- About this exercise: Copy each record exactly and skip its pictures.

- Material provided:
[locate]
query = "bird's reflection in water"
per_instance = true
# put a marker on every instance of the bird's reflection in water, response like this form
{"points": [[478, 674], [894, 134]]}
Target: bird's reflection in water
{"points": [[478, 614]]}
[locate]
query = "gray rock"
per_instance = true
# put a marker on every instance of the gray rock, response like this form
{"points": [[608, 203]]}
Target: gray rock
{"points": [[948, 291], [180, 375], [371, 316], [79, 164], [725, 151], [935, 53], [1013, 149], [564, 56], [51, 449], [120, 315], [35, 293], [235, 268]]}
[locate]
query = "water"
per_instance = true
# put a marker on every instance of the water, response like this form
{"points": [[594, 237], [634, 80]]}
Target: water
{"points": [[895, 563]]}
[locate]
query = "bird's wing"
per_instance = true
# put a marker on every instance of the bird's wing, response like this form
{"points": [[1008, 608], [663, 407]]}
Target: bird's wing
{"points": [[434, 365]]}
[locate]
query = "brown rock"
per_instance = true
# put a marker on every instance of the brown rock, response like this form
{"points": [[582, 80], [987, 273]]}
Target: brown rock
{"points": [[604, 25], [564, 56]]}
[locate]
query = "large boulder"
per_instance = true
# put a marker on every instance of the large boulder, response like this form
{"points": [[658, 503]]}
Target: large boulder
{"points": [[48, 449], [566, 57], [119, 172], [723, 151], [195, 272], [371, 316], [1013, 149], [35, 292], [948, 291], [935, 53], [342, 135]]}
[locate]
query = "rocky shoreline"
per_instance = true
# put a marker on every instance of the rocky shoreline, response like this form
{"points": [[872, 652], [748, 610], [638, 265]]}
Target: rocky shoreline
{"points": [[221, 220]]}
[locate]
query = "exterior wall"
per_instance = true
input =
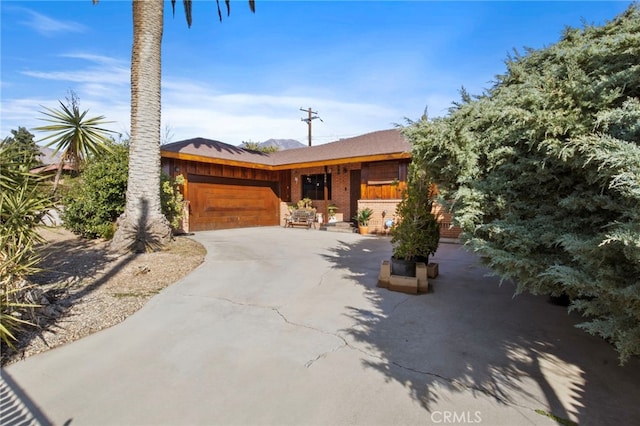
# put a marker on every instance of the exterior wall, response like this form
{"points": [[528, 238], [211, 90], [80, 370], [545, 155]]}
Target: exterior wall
{"points": [[385, 209], [340, 189], [175, 167]]}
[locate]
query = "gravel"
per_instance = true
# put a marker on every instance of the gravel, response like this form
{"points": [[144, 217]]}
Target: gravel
{"points": [[83, 289]]}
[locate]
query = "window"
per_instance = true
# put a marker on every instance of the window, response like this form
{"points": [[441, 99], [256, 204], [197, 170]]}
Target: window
{"points": [[383, 173], [313, 186]]}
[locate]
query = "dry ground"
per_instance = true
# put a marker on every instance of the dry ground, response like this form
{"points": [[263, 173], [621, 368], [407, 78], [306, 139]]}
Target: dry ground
{"points": [[85, 289]]}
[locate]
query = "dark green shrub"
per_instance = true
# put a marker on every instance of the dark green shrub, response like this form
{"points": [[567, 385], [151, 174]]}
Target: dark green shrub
{"points": [[94, 201]]}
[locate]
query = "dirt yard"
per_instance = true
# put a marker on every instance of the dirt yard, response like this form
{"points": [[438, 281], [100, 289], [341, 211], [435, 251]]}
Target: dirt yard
{"points": [[83, 289]]}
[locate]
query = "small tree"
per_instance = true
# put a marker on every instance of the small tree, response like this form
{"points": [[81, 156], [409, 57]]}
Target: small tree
{"points": [[74, 136], [25, 150], [415, 234]]}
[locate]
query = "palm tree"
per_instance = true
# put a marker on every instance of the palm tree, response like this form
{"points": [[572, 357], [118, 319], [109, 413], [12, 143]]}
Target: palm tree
{"points": [[74, 136], [142, 226]]}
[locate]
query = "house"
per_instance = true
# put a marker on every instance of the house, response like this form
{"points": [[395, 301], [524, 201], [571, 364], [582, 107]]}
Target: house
{"points": [[230, 187]]}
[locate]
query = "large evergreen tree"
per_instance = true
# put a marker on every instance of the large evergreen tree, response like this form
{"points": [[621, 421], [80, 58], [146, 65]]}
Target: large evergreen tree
{"points": [[543, 172]]}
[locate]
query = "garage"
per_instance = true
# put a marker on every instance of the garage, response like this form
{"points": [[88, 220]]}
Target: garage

- Written response:
[locate]
query = "bird's reflection in water"
per_instance = true
# put a marker on every instance of the bird's reflection in water, response like this form
{"points": [[478, 674], [894, 134]]}
Target: bird's reflection in water
{"points": [[478, 614]]}
[locate]
query = "gray rock"
per_instance = true
# put a marker on every instance of the gray rock, response like this form
{"points": [[608, 203]]}
Target: gray rock
{"points": [[948, 291], [180, 375], [371, 316], [79, 164], [725, 151], [935, 53], [1013, 149], [564, 56], [51, 449], [120, 315], [35, 293], [235, 268]]}
[locate]
query = "water"
per_instance = true
# put a marker on every instance of the water, response like this form
{"points": [[594, 237], [634, 80]]}
Target: water
{"points": [[895, 563]]}
[locate]
query = "bird's wing"
per_instance = true
# put a marker on every instance of the bird's wing, response like this form
{"points": [[1008, 608], [663, 407]]}
Target: bird's wing
{"points": [[434, 365]]}
[locate]
query = "brown rock"
per_instance = true
# put a marker on every instance of the brown rock, response like this form
{"points": [[582, 80], [987, 273]]}
Target: brown rock
{"points": [[604, 25], [564, 56]]}
[locate]
query = "large boulder"
per_instance = true
# put a marker on every instance of the large boulder, response like this form
{"points": [[658, 503]]}
Target: large boulder
{"points": [[48, 449], [566, 57], [119, 172], [723, 151], [195, 272], [371, 316], [1013, 149], [35, 292], [948, 291], [935, 53], [342, 135]]}
[locate]
query = "rocky shoreline"
per_instance = true
# put a marker on every instance of the rocky shoreline, response like this form
{"points": [[872, 652], [748, 610], [638, 265]]}
Target: rocky shoreline
{"points": [[221, 220]]}
[locate]
query = "exterior wall"
per_instance = true
input =
# put a marker on every instance of the exterior wall, response like this form
{"points": [[528, 238], [211, 90], [80, 370], [545, 155]]}
Target: exterior wall
{"points": [[385, 209], [340, 189], [175, 167]]}
[locate]
query = "gravel"
per_instance = true
# put a marker on every instance of the gravel, response like this form
{"points": [[144, 217]]}
Target: gravel
{"points": [[83, 289]]}
[locate]
query = "window"
per_instance = true
# put a marker on every instance of the window, response like this form
{"points": [[441, 99], [256, 204], [197, 170]]}
Target: window
{"points": [[383, 173], [313, 186]]}
[locate]
query = "dry ground"
per_instance = true
# put a marker on every instance of the dry ground, response like this form
{"points": [[263, 173], [621, 368], [407, 78], [306, 139]]}
Target: dry ground
{"points": [[85, 289]]}
[locate]
query = "dark green shrub"
per_instance = true
# put a marker on every instance of the dark green shrub, response like this form
{"points": [[567, 385], [151, 174]]}
Target: dark green shrub
{"points": [[94, 201]]}
[locate]
query = "dirt yard"
per_instance = true
# put a marker on every instance of the dirt yard, response like this form
{"points": [[438, 281], [100, 289], [341, 211], [435, 251]]}
Target: dirt yard
{"points": [[83, 289]]}
[locate]
query = "small tree"
per_instance = true
# put a marker on every instance of the small tree, response like this form
{"points": [[81, 156], [409, 57]]}
Target: small tree
{"points": [[74, 136], [25, 150], [415, 234]]}
[locate]
query = "palm tree"
per_instance = true
# put a marker on every instance of the palm tree, response like this form
{"points": [[572, 357], [118, 319], [109, 413], [12, 143]]}
Target: palm tree
{"points": [[74, 136], [142, 226]]}
[locate]
query = "house"
per_instance = true
# put a marker on every instance of the house, response like this form
{"points": [[395, 301], [524, 201], [571, 364], [582, 107]]}
Target: house
{"points": [[230, 187]]}
[locate]
query = "large evergreen tree"
per_instance = true
# put a marker on every instance of the large evergreen tree, response like this form
{"points": [[621, 421], [80, 58], [146, 65]]}
Target: large evergreen tree
{"points": [[543, 172]]}
[locate]
query = "garage"
per_instance = true
# put a marker on every instance of the garage, response like this form
{"points": [[88, 220]]}
Target: garage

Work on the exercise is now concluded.